— Start Dataset content —
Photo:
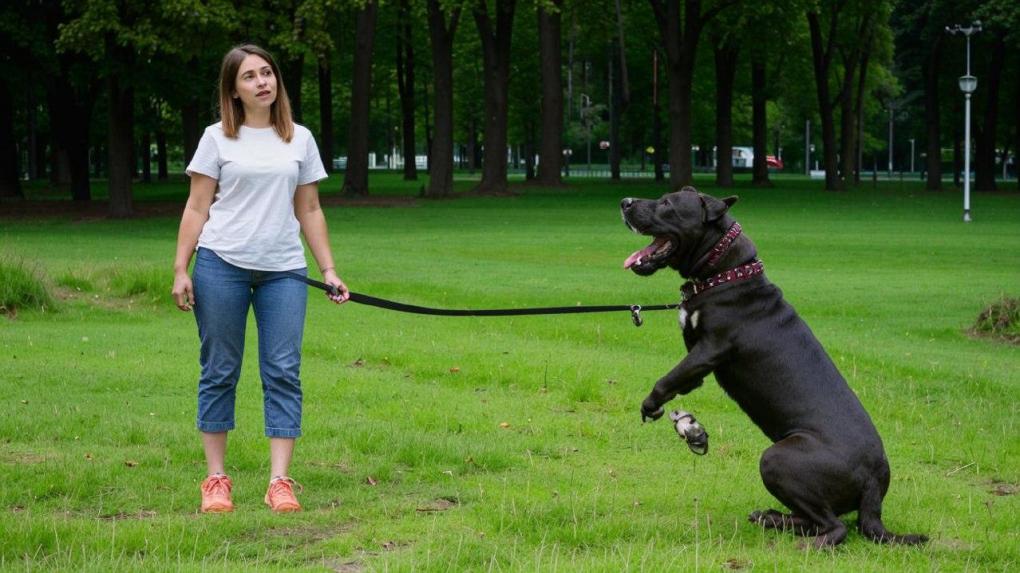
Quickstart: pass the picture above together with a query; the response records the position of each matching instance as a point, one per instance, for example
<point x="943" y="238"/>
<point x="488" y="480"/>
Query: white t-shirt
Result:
<point x="251" y="221"/>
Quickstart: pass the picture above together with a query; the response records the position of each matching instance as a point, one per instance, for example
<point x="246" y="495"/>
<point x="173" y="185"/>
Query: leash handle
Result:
<point x="634" y="310"/>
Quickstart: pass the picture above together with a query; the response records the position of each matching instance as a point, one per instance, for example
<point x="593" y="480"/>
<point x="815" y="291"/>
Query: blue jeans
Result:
<point x="222" y="295"/>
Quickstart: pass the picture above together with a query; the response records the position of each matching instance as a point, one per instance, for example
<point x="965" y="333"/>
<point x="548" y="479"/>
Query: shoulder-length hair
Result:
<point x="232" y="112"/>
— End Dataset content —
Task requirements: Rewrite all of the data above as a JSON list of strings with one string per line. Leave out blank lines and the pictures.

Solution:
[
  "Photo:",
  "Quickstart: pass the picture above together with a query; the response records the position of each matching instance as a point, one per instance, for example",
  "<point x=\"943\" y=\"238\"/>",
  "<point x=\"488\" y=\"480\"/>",
  "Query: white t-shirt",
  "Result:",
  "<point x=\"251\" y=\"221\"/>",
  "Quickstart: pass the picture above together with a query; the response records the position of each matching instance as a point, one per instance, for example",
  "<point x=\"246\" y=\"495\"/>",
  "<point x=\"173\" y=\"185\"/>",
  "Query: leash handle",
  "Result:",
  "<point x=\"634\" y=\"310\"/>",
  "Quickstart: pass the picture above together with a query; the response records the position of each matching instance as a point, one per instance, for example",
  "<point x=\"593\" y=\"480\"/>",
  "<point x=\"815\" y=\"291\"/>",
  "Query: blue jeans",
  "Result:",
  "<point x=\"222\" y=\"295\"/>",
  "Quickstart: pass the picture above together with a query; the response records the position of each matching instance as a point, one per instance, for example",
  "<point x=\"965\" y=\"333\"/>",
  "<point x=\"548\" y=\"479\"/>",
  "Query: shoulder-length hair",
  "Result:",
  "<point x=\"232\" y=\"112\"/>"
]